*Textauszug*:
Warum eine Vermögenssteuer die Mittelschicht gar nicht erst trifft
Was du dazu wissen solltest:
#1 Es gibt bei Vermögen keine Mittelschicht.
Vermögen ist in Österreich ungleich verteilt. Es braucht schon sehr geschickte Grafiken, um die absurden Maßstäbe des extremen Reichtums überhaupt darstellen zu können: Das reichste Prozent besitzt bis zu 50 Prozent des Gesamtvermögens. Das heißt, knapp 90.000 Menschen verfügen jeweils über mindestens zwei Millionen Euro. Die ärmere Hälfte der Bevölkerung hat dagegen fast gar kein Vermögen. Viele von ihnen sind sogar verschuldet. Es gibt in der Vermögensverteilung keine Mittelschicht.

*Vorliegende Daten*:
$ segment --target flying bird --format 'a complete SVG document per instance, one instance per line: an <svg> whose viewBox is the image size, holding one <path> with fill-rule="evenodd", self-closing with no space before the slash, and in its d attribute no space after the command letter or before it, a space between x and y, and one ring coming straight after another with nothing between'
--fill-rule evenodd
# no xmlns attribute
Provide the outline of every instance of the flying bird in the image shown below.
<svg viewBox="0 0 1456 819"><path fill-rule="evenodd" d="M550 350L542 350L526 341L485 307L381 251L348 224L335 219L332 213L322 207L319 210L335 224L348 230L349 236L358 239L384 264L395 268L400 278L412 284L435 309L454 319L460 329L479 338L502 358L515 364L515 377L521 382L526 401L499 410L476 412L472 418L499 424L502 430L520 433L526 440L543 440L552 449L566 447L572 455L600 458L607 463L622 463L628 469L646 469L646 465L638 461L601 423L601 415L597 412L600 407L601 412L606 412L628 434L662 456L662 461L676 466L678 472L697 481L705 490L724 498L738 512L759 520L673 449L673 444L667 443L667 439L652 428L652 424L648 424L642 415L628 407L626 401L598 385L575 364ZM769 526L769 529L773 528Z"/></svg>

*Aufgabe A*: Schreib aus dem Text zur Vermögenssteuer alles von „Vermögen ist in“ bis hinunter zu „Vermögensverteilung keine Mittelschicht.“ wortgetreu ab.
*Aufgabe B*:
Beantworte kurz diese Fragen zum Text über die Vermögenssteuer:
(i) Um welches Land geht es bei der Vermögensverteilung?
(ii) Über wie viel Geld verfügen die knapp 90.000 Menschen jeweils mindestens?
(iii) Wie steht es laut Text um das Vermögen der ärmeren Hälfte der Bevölkerung?

*Lösung A*:
Vermögen ist in Österreich ungleich verteilt. Es braucht schon sehr geschickte Grafiken, um die absurden Maßstäbe des extremen Reichtums überhaupt darstellen zu können: Das reichste Prozent besitzt bis zu 50 Prozent des Gesamtvermögens. Das heißt, knapp 90.000 Menschen verfügen jeweils über mindestens zwei Millionen Euro. Die ärmere Hälfte der Bevölkerung hat dagegen fast gar kein Vermögen. Viele von ihnen sind sogar verschuldet. Es gibt in der Vermögensverteilung keine Mittelschicht.

*Lösung B*:
(i) Österreich.
(ii) Über mindestens zwei Millionen Euro.
(iii) Sie hat fast gar kein Vermögen, viele sind sogar verschuldet.